● **REQUIRED TASK**: Retype each of these rows verbatim.

Object point labels
++++++++
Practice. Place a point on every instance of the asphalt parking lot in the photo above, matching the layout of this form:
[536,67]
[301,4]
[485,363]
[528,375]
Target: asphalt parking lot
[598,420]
++++++++
● **SOLVED EXERCISE**:
Practice. Place a point on every instance of the asphalt parking lot in the photo above, matching the layout of this form:
[536,67]
[301,4]
[485,363]
[528,375]
Target: asphalt parking lot
[598,420]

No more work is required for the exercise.